Exercise description: The output should be exactly the lines from the one containing "the flower box" through the last line of the records, and only those.
Segment Start: Records provided
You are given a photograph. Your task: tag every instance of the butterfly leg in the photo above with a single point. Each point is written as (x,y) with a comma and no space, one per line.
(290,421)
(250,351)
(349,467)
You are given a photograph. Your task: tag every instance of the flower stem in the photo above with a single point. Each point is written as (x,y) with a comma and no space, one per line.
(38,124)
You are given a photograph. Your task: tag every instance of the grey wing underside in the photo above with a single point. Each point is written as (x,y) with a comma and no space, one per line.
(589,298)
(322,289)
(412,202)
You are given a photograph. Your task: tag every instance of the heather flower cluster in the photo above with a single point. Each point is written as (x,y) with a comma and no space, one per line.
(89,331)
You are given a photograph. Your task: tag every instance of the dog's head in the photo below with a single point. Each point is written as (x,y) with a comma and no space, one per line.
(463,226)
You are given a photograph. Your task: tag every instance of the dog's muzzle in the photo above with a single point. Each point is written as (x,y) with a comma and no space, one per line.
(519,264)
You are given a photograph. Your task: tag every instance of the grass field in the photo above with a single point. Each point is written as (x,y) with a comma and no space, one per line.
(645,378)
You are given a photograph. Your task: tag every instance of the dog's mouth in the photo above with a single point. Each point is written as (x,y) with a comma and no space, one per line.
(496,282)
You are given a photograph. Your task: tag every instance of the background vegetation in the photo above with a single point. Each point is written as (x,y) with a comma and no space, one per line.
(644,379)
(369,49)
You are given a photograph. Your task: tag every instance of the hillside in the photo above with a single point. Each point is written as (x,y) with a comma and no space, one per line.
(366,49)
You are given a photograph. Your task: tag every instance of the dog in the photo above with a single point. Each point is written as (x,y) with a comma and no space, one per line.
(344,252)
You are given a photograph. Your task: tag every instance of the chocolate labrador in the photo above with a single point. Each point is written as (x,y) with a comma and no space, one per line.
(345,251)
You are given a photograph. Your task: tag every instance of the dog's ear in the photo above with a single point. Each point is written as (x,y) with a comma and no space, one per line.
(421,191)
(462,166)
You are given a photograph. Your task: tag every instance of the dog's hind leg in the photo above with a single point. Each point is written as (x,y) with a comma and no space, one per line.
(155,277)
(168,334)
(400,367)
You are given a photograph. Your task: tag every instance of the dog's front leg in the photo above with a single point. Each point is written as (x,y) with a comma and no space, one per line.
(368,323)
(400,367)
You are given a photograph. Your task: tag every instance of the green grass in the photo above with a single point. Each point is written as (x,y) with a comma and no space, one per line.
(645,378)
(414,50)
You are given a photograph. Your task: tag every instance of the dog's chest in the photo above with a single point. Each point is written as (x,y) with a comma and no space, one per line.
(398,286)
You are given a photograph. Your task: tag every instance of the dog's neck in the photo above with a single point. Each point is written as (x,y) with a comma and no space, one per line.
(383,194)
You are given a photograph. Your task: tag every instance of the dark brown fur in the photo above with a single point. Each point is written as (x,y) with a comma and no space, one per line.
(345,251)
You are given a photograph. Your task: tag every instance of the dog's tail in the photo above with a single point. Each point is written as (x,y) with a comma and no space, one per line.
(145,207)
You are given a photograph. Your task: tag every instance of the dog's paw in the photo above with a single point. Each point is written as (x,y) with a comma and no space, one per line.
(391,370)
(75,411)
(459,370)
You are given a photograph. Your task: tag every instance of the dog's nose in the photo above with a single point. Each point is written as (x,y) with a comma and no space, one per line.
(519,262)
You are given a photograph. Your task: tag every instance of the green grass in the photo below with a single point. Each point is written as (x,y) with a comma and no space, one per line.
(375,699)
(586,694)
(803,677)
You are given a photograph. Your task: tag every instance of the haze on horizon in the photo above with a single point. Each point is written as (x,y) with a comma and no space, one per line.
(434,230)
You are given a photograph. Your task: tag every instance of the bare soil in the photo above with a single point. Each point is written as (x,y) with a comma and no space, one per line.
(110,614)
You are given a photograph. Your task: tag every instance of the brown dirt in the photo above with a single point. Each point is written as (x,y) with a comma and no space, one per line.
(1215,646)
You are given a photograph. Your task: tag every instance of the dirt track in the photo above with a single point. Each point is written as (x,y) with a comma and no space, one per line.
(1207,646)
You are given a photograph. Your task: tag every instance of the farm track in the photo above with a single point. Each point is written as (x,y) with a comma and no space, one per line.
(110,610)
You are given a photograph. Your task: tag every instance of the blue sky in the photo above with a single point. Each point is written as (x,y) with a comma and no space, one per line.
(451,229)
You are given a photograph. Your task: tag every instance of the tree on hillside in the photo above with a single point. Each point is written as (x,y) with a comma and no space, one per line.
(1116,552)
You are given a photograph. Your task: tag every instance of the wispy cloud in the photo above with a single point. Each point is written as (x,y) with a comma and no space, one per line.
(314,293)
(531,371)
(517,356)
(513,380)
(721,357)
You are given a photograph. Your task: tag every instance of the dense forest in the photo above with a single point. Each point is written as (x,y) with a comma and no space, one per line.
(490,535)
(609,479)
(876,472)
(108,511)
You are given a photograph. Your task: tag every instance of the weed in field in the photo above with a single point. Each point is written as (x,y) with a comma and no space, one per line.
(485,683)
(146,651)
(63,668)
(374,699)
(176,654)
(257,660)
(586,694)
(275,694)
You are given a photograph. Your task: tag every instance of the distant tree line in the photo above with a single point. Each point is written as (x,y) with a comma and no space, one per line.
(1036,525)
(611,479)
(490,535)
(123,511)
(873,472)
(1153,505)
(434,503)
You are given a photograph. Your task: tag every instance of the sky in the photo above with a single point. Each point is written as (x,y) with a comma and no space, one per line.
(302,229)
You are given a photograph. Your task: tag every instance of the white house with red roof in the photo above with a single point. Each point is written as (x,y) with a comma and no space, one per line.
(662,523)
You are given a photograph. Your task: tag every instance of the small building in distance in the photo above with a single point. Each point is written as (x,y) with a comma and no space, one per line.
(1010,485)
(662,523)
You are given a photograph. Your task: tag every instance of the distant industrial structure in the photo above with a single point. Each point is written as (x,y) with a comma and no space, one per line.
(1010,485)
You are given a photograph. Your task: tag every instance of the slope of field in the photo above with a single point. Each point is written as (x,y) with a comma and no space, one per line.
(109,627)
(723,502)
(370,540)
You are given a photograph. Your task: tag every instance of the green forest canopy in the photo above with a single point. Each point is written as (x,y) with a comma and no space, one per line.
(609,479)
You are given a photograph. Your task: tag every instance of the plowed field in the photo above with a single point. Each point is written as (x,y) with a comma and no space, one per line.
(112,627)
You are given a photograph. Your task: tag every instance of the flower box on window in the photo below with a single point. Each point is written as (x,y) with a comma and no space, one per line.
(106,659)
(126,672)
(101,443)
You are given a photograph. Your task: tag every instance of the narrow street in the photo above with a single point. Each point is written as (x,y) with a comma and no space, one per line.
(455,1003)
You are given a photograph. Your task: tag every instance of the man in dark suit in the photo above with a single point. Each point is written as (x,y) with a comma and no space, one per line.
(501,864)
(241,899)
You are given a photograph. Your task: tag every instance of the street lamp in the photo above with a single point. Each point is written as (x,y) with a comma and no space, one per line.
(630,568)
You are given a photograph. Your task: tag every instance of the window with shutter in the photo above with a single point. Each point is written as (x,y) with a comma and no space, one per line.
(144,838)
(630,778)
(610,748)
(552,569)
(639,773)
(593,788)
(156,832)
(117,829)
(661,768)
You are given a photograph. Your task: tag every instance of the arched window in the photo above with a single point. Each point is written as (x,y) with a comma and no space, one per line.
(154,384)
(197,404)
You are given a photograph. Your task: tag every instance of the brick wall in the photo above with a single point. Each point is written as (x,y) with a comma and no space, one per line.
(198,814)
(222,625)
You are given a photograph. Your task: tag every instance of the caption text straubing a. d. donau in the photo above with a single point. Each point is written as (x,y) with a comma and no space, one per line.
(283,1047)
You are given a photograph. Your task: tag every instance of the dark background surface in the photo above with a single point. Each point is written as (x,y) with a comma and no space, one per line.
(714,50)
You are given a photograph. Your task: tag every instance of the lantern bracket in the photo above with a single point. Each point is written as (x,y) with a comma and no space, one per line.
Segment End: Records provided
Finished exercise:
You are given a photograph. Your task: tag every instance of the flower box on window in the photo below with a single point. Each point is written as (x,y) with a comma and no space, one per line.
(106,659)
(126,672)
(101,443)
You are given a photograph. Your task: tag every instance of the narrow street in the photo above with a single point. Each point is written as (x,y) with a comma and no space, one per line.
(455,1003)
You are given a photograph. Your task: tag every instance of the man in dark suit in the photo above with a single point. Each point is written as (x,y) with a comma and no space, one per line.
(501,864)
(241,899)
You are given a photograph. Your task: tag every instance of the street lamp in the photo above with a single point. Each point is written as (x,y) with a comma and no space, one per line.
(630,568)
You are given a photograph. Your task: tag every instance of the window with shutter in the photo above with a single point. Each point is written as (x,y) with a comma and no space, one per line.
(144,838)
(630,778)
(610,748)
(552,569)
(639,773)
(593,788)
(156,832)
(117,829)
(661,768)
You are given a photograph. Your task: tag every instance of the arched window in the photo above with a single point. Each point is written as (x,y) with a comma and no space, one per line.
(154,384)
(197,404)
You are given a photograph. Your task: tag every instance of the brick wall in the photo above with a single point. Each point is written as (x,y) with a comma and no space, one per line.
(198,814)
(222,625)
You are given a photograph. Your task: tag every instance of the caption text straubing a. d. donau in the photo above with a single point. Each point is written as (x,y) with a comma and no space, one per line.
(283,1047)
You are given a photograph. Your task: tag every instance of the dark background surface in the photo above with a single point. Each point is written as (x,y) with a comma and no space, one per line.
(714,50)
You are given a photograph. Your task: tag every instance of the lantern bracket in the photo above with a single point. Each point is written as (x,y) with a comma and no space, one per line.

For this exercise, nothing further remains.